● **Extrait de la page**:
7Interdépendantes, elles concourent à « une citoyenneté consciente des liens entre société et nature, […] créative et engagée, capable et désireuse de participer aux débats publics et à la transformation des politiques et des pratiques écosociales » (ibid. : 236). Aussi, c’est par leur prisme que l’innovation en EDD par les TIC est envisagée.

Un point de vue communicationnel sur la culture scolaire

8Si le rapport du Grenelle liait d’emblée TIC et changement dans les formes courantes d’éducation en milieu formel, cette relation de cause à effet fait actuellement débat (Peraya, 2018). Parallèlement, Angela Barthes et Yves Alpe (2018) considèrent que l’EDD est en mesure de remettre en cause la forme scolaire par un changement de statut et de contenu des savoirs, possiblement hybridés entre les milieux formels et non formels d’éducation. Ceci serait lié aux attributs de l’EDD qui, comme d’autres « éducations à », sont : d’être thématique et non disciplinaire ; de s’ancrer explicitement dans des valeurs et des bonnes pratiques et non pas uniquement dans des savoirs ; et de renvoyer à des savoirs non stabilisés voire controversés. Autrement dit, l’essence de l’EDD est déjà d’impacter la forme scolaire. Dès lors, où rechercher les « effets » des TIC dans ce domaine ?

9Selon nous, à la croisée de la codification et du statut des savoirs, se situe un questionnement sur la culture scolaire. Couramment définie par les contenus transmis à l’école, elle repose sur le fait qu’« enseigner, c’est, étymologiquement, “faire connaître par des signes” » (Chervel, 1998 : 25). Bernard Lahire (2008) a montré qu’à son fondement se situe la scripturalisation des savoirs, laquelle s’inscrit dans des rapports de pouvoir. Son analyse sociolinguistique ne développe pas de regard sémiotique sur ce rapport entre savoir et pouvoir, quand Jack Goody (1978), auquel l’auteur se réfère, s’intéressait précisément aux ordonnancements scripturaux (les listes, les tableaux) sur l’organisation de la pensée. Or cet aspect serait à considérer compte tenu de l’asymétrie symbolique des formes de circulation des savoirs à l’école : le savoir transmis a, au sens propre, une existence livresque – il est éditorialisé – quand le savoir en construction est, le plus souvent, manuscrit. Le texte des livres (scolaires) est issu d’une trans-formation : l’énonciation éditoriale a permis une recomposition graphique d’un énoncé sans mise en forme, en une image concrète visible et lisible qui a également une portée symbolique : le « pouvoir silencieux de “l’image du texte” » (Souchier, 1998 : 141) en conditionne la réception sociale, la légitimité.

● **Problème à résoudre**:
Dans l'extrait de la page ci-dessus, que signifie étymologiquement « enseigner » selon la citation de Chervel ?

● **Données extraites**:
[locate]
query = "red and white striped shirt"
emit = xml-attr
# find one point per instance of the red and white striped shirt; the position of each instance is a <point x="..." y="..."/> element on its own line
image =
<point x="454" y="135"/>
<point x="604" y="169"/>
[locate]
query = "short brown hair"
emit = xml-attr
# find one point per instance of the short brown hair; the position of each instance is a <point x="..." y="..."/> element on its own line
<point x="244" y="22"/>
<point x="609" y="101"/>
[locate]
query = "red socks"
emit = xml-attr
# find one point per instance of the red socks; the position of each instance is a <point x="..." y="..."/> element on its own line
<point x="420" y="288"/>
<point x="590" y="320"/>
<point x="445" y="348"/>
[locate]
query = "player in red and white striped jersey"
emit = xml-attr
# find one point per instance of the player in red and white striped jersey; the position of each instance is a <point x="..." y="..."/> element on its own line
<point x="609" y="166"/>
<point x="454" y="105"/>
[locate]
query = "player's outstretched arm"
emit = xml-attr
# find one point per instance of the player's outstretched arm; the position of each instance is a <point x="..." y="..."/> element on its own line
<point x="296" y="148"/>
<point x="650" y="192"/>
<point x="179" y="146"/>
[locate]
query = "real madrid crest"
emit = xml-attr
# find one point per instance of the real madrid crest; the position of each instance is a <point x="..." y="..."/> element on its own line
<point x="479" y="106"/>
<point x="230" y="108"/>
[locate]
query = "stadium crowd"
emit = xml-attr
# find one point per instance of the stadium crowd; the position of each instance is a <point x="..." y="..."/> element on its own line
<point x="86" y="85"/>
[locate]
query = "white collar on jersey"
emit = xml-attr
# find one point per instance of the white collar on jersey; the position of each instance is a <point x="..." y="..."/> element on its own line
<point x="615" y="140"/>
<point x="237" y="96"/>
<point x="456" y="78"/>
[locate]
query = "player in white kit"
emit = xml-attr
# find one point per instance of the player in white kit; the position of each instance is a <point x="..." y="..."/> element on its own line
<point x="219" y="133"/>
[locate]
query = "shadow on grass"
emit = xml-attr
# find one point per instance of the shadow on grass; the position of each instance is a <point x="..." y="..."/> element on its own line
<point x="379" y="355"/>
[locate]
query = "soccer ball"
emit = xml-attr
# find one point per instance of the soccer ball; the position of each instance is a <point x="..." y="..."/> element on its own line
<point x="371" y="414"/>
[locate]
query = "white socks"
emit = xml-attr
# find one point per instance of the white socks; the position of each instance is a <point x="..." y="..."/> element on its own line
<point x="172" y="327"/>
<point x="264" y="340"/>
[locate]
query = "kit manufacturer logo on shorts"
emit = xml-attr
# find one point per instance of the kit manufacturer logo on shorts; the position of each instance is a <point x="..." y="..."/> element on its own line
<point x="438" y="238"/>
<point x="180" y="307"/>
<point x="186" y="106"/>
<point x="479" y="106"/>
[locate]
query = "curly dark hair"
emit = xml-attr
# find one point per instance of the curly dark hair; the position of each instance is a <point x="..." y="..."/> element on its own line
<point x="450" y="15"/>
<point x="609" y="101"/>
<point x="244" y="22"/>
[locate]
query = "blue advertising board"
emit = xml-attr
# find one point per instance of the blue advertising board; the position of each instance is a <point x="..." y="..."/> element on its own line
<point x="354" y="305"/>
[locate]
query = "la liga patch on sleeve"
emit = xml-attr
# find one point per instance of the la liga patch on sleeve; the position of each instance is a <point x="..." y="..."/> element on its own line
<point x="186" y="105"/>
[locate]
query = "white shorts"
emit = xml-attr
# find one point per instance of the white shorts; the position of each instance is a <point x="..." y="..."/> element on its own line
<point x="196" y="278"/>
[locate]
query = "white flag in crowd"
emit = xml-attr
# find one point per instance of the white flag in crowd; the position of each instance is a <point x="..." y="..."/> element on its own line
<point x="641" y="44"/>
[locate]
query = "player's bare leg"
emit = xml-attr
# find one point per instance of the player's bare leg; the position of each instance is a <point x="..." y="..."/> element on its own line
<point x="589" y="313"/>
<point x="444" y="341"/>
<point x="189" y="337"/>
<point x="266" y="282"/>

● **Réponse attendue**:
Étymologiquement, enseigner signifie « faire connaître par des signes ».